**Instructions for the task:**
Reproduce all of the following material line for line, unchanged.

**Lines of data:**

- - - - -

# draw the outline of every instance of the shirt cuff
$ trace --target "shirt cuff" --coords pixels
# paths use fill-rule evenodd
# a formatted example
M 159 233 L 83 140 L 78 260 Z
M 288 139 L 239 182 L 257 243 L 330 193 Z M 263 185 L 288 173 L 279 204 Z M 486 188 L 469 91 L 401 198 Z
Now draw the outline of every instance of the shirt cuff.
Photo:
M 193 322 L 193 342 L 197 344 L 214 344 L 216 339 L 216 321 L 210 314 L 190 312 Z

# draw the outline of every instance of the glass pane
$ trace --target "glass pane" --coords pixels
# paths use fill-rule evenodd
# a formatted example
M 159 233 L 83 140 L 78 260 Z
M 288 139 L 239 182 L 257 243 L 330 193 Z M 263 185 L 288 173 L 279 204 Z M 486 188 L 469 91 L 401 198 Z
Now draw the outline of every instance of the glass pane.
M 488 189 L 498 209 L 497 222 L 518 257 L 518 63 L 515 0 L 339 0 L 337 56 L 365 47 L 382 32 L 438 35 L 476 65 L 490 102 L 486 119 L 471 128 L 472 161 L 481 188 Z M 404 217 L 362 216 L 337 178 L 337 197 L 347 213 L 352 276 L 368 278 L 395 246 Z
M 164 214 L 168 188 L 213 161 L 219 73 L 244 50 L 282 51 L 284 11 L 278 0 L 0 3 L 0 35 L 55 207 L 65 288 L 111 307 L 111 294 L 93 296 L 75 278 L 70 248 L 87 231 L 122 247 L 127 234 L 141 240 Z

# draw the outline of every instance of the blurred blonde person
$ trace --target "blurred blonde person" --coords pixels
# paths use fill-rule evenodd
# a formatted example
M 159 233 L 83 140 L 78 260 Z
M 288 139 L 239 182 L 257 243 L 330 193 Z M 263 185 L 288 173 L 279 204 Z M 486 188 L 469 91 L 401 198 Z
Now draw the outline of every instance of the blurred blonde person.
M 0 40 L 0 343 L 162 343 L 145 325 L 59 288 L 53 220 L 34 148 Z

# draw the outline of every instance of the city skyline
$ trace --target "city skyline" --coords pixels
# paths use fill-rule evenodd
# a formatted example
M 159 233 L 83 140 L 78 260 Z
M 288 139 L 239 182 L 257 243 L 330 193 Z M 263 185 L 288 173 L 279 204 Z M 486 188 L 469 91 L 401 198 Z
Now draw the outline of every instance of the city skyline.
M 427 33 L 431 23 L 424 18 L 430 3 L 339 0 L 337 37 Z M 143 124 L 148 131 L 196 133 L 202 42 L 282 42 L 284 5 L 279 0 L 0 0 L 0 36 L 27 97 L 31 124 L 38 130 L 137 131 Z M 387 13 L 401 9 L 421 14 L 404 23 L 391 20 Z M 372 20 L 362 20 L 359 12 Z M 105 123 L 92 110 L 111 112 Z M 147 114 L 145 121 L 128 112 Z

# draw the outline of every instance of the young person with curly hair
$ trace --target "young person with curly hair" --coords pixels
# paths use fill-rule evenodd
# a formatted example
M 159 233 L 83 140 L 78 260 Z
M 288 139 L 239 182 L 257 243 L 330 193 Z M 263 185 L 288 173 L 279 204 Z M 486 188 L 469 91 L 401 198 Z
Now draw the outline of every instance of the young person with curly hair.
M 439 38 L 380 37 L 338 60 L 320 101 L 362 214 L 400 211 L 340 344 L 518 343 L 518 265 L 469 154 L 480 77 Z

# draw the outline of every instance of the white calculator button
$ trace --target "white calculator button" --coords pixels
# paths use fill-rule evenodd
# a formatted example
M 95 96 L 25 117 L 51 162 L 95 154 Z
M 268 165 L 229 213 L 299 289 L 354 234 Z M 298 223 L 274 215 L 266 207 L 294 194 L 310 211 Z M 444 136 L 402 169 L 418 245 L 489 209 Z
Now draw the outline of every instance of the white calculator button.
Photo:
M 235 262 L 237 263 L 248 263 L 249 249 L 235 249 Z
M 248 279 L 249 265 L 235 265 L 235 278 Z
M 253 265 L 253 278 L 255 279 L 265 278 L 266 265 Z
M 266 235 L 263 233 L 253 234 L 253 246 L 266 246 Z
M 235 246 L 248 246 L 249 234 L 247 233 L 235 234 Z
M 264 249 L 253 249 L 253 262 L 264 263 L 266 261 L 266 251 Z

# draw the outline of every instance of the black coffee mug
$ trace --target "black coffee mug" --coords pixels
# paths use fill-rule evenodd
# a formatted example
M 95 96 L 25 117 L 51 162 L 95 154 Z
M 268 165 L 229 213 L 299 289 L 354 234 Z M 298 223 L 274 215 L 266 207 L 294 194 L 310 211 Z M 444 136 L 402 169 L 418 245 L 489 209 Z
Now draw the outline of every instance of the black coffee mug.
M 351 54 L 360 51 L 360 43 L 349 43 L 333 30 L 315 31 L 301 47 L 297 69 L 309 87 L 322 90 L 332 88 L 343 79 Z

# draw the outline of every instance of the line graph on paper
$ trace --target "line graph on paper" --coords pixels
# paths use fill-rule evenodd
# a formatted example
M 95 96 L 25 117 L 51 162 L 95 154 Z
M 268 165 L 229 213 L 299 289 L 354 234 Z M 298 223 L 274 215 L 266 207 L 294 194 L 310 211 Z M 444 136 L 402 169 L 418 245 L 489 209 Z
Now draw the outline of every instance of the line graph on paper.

- - - - -

**Solution to the exercise:**
# draw the outline of every instance of the shirt cuff
$ trace --target "shirt cuff" --coords pixels
# paths use fill-rule evenodd
# a formatted example
M 159 233 L 83 140 L 78 260 Z
M 288 139 L 239 182 L 257 243 L 330 193 Z M 263 185 L 288 173 L 279 204 Z M 486 188 L 469 91 L 401 198 Z
Now draw the outline of every instance of the shirt cuff.
Photo:
M 193 322 L 193 342 L 197 344 L 214 344 L 216 339 L 216 321 L 210 314 L 190 312 Z

# draw the outline of every instance of the glass pane
$ trace --target "glass pane" --coords pixels
# paths use fill-rule evenodd
# a formatted example
M 159 233 L 83 140 L 78 260 Z
M 288 139 L 239 182 L 257 243 L 330 193 Z M 263 185 L 288 173 L 279 204 Z M 486 188 L 469 91 L 401 198 Z
Now draw the outline of every instance of the glass pane.
M 488 189 L 498 209 L 497 222 L 518 257 L 518 63 L 515 0 L 339 0 L 337 56 L 365 47 L 382 32 L 438 35 L 476 65 L 490 102 L 486 119 L 471 128 L 472 161 L 481 188 Z M 404 217 L 362 216 L 337 178 L 337 197 L 347 213 L 352 276 L 368 278 L 395 246 Z
M 164 214 L 168 188 L 213 161 L 219 73 L 244 50 L 282 51 L 284 11 L 278 0 L 0 3 L 0 35 L 55 207 L 65 288 L 111 307 L 111 294 L 93 296 L 75 278 L 70 248 L 87 231 L 122 247 L 127 234 L 141 240 Z

# draw the outline of every instance of the blurred blonde person
$ trace --target "blurred blonde person" --coords pixels
# paths use fill-rule evenodd
# a formatted example
M 159 233 L 83 140 L 78 260 Z
M 288 139 L 239 182 L 257 243 L 330 193 Z M 263 185 L 288 173 L 279 204 Z M 486 188 L 469 91 L 401 198 Z
Now draw the outline of every instance of the blurred blonde person.
M 0 40 L 0 343 L 162 343 L 145 325 L 59 288 L 53 220 L 34 148 Z

# draw the outline of every instance of the city skyline
$ trace --target "city skyline" --coords pixels
# paths use fill-rule evenodd
# a formatted example
M 159 233 L 83 140 L 78 260 Z
M 288 139 L 239 182 L 257 243 L 330 193 Z M 263 185 L 288 173 L 279 204 Z M 486 188 L 469 91 L 401 198 Z
Now draw the outline of every instance of the city skyline.
M 427 33 L 431 23 L 424 18 L 430 3 L 339 0 L 337 37 Z M 143 124 L 148 131 L 196 133 L 202 42 L 282 42 L 284 5 L 279 0 L 0 0 L 0 36 L 27 97 L 31 124 L 38 130 L 137 131 Z M 387 13 L 401 9 L 421 14 L 404 23 L 391 20 Z M 372 20 L 362 20 L 359 12 Z M 105 123 L 92 110 L 111 112 Z M 147 114 L 145 121 L 128 112 Z

# draw the outline of every instance of the young person with curly hair
$ trace --target "young person with curly hair" --coords pixels
# paths use fill-rule evenodd
# a formatted example
M 159 233 L 83 140 L 78 260 Z
M 288 139 L 239 182 L 257 243 L 330 193 Z M 263 185 L 288 173 L 279 204 Z M 486 188 L 469 91 L 401 198 Z
Now draw the outline of every instance of the young person with curly hair.
M 439 38 L 380 37 L 338 60 L 320 101 L 362 214 L 400 211 L 340 344 L 518 343 L 518 265 L 469 154 L 480 77 Z

# draw the outline of every instance of the white calculator button
$ trace --target "white calculator button" --coords pixels
# paths use fill-rule evenodd
# a formatted example
M 95 96 L 25 117 L 51 162 L 95 154 Z
M 268 165 L 229 213 L 299 289 L 354 234 Z M 298 223 L 274 215 L 266 207 L 294 194 L 310 211 Z M 444 136 L 402 169 L 418 245 L 489 209 Z
Now draw the outline of every instance of the white calculator button.
Photo:
M 235 262 L 237 263 L 248 263 L 249 249 L 235 249 Z
M 248 279 L 249 265 L 235 265 L 235 278 Z
M 253 265 L 253 278 L 255 279 L 265 278 L 266 265 Z
M 266 235 L 263 233 L 253 234 L 253 246 L 266 246 Z
M 235 246 L 248 246 L 249 234 L 247 233 L 235 234 Z
M 264 249 L 253 249 L 253 262 L 264 263 L 266 261 L 266 251 Z

# draw the outline of every instance of the black coffee mug
$ trace --target "black coffee mug" --coords pixels
# paths use fill-rule evenodd
# a formatted example
M 95 96 L 25 117 L 51 162 L 95 154 Z
M 268 165 L 229 213 L 299 289 L 354 234 Z M 298 223 L 274 215 L 266 207 L 294 194 L 310 211 Z M 444 136 L 402 169 L 418 245 L 489 209 Z
Now draw the outline of every instance of the black coffee mug.
M 351 54 L 360 51 L 360 43 L 349 43 L 333 30 L 315 31 L 301 47 L 297 69 L 309 87 L 322 90 L 332 88 L 343 79 Z

# draw the outline of every instance of the line graph on paper
$ trace --target "line graph on paper" --coords pixels
# paths use fill-rule evenodd
# a formatted example
M 95 96 L 25 117 L 51 162 L 95 154 Z
M 268 165 L 229 213 L 299 289 L 354 234 Z M 298 223 L 274 215 L 266 207 L 294 194 L 310 211 Z M 444 136 L 402 169 L 418 245 L 489 209 Z
Now draw the outline of every instance of the line graph on paper.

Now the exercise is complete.